## Record extracts
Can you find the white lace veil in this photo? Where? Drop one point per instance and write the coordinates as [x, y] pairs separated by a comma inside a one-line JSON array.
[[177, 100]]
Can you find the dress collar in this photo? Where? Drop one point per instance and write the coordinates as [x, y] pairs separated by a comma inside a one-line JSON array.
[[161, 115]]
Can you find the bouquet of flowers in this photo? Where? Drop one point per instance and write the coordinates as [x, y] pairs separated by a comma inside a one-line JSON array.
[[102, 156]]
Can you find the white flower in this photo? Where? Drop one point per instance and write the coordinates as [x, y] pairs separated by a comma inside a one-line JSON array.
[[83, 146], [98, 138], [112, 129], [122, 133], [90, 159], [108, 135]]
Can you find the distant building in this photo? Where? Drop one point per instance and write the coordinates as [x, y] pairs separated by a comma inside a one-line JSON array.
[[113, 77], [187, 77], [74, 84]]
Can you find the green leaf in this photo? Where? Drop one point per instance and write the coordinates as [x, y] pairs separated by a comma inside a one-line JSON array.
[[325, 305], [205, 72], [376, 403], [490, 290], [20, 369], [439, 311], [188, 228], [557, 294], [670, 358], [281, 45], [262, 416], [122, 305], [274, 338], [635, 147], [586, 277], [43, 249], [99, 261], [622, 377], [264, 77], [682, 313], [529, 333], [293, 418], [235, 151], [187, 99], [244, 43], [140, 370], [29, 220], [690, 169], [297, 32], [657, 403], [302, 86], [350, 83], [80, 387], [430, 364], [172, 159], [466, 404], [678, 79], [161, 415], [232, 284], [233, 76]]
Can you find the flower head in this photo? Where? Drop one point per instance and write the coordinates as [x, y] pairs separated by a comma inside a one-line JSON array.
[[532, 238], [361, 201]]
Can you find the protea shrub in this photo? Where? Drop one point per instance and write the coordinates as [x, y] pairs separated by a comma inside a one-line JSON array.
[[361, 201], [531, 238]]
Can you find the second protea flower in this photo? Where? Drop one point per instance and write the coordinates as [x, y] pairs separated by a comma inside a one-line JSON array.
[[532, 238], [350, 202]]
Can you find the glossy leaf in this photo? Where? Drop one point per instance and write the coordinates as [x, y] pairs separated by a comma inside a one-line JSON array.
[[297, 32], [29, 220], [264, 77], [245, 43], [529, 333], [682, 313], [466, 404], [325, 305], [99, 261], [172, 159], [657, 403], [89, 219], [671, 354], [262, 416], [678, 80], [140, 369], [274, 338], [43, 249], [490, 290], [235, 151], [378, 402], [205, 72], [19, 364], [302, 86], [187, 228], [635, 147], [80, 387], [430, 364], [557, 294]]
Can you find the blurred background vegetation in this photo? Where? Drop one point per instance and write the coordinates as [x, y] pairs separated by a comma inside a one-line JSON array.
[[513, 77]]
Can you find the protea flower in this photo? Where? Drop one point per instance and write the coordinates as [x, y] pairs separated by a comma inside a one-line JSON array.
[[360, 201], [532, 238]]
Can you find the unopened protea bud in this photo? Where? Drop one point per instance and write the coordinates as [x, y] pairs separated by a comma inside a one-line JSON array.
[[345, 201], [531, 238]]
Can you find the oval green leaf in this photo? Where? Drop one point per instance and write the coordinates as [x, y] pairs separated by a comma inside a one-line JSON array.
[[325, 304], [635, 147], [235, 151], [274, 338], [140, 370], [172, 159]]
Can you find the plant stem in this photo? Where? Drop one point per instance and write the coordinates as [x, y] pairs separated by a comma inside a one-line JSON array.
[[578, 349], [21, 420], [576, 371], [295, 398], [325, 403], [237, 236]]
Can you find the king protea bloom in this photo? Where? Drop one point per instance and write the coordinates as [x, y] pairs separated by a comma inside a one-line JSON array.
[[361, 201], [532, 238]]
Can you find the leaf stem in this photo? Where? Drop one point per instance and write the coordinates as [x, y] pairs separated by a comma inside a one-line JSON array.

--

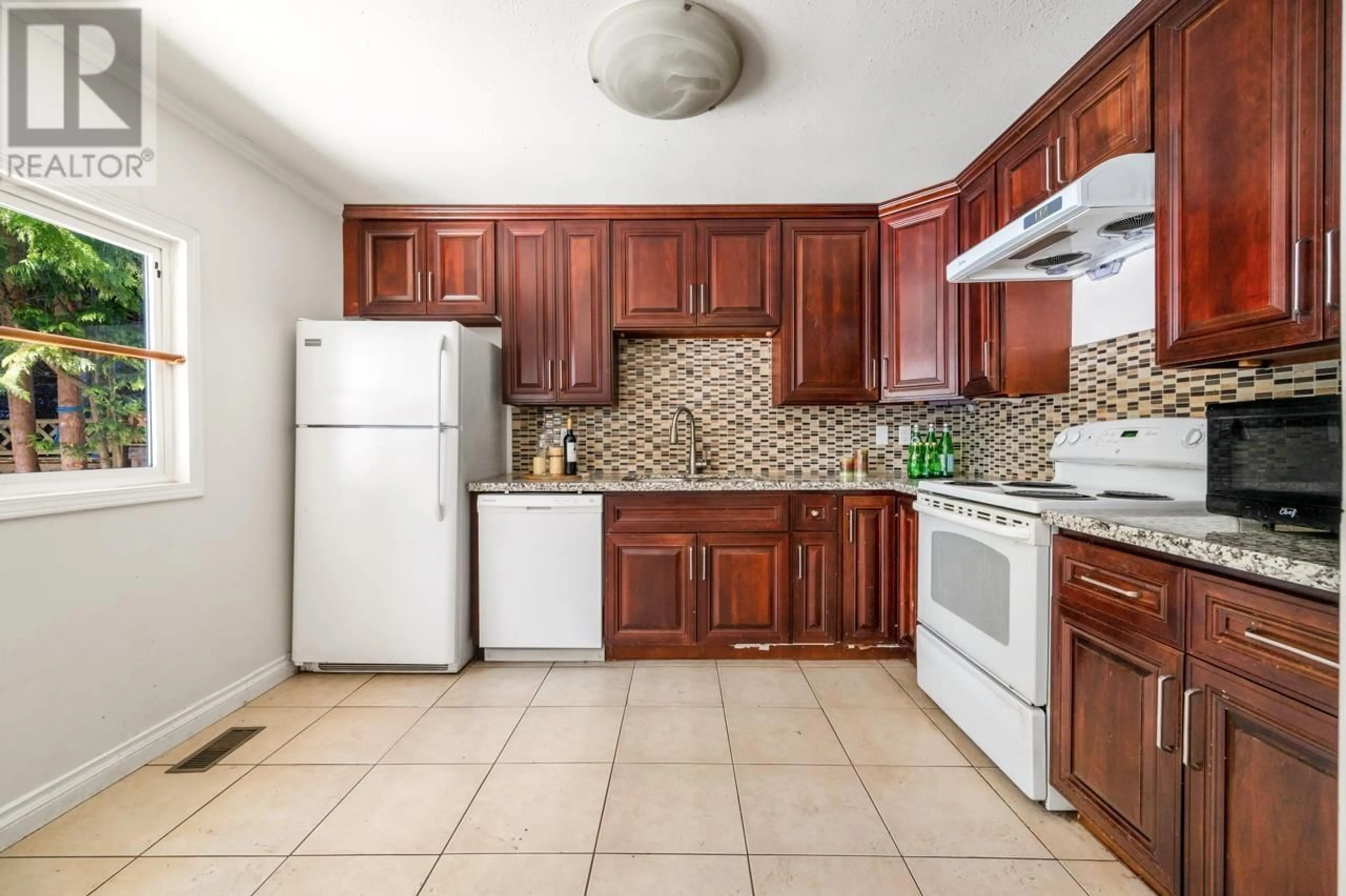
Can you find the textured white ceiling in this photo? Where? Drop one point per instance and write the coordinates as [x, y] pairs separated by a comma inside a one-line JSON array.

## Exercise objective
Format everything above from the line containing "Can you find the white lace" down to the line containing "[[113, 77], [187, 77], [74, 84]]" as a Markdown table with the columns Row and Line, skipping any blank lines.

## Solved exercise
| Row | Line |
|---|---|
| 1 | Can you find the white lace veil in this photo? Where? Drop one point per instance and write the coordinates as [x, y] pairs separated by a comma inside a one-line JSON array. |
| 2 | [[177, 100]] |
| 3 | Can you find the dress collar in this photo? Where? Drop one point per instance and write the coordinates as [x, y] pairs separated by a comma inside a one-line JSON array. |
| 4 | [[161, 115]] |
| 5 | Can you find the bouquet of flowers in this photo? Where? Drop one point per instance and write the coordinates as [x, y] pairs separated by a comma inside a one-line JSON array. |
| 6 | [[102, 156]] |
| 7 | Can you find the white flower in this photo? Where? Drop one point per instance and write the coordinates as [x, y] pairs separated by a comma inside a one-line JSON array. |
| 8 | [[83, 146], [98, 138], [112, 129], [122, 133], [90, 159], [108, 135]] |
| 9 | Can you find the distant building in this photo? Where? Drop one point per instance and write the coordinates as [x, y] pairs separated by a comma inside a one-line JSON array. |
| 10 | [[113, 77], [187, 77], [74, 84]] |